Photo-based referring expression data:

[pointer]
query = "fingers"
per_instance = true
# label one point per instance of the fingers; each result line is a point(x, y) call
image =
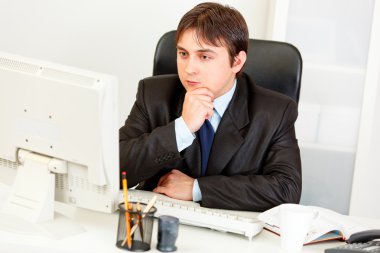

> _PROBLEM DETAILS_
Each line of the entries above that includes the string "fingers" should be copied out.

> _ANSWER SECTION_
query = "fingers"
# label one point per instance of the fingers; each result line is a point(x, y) call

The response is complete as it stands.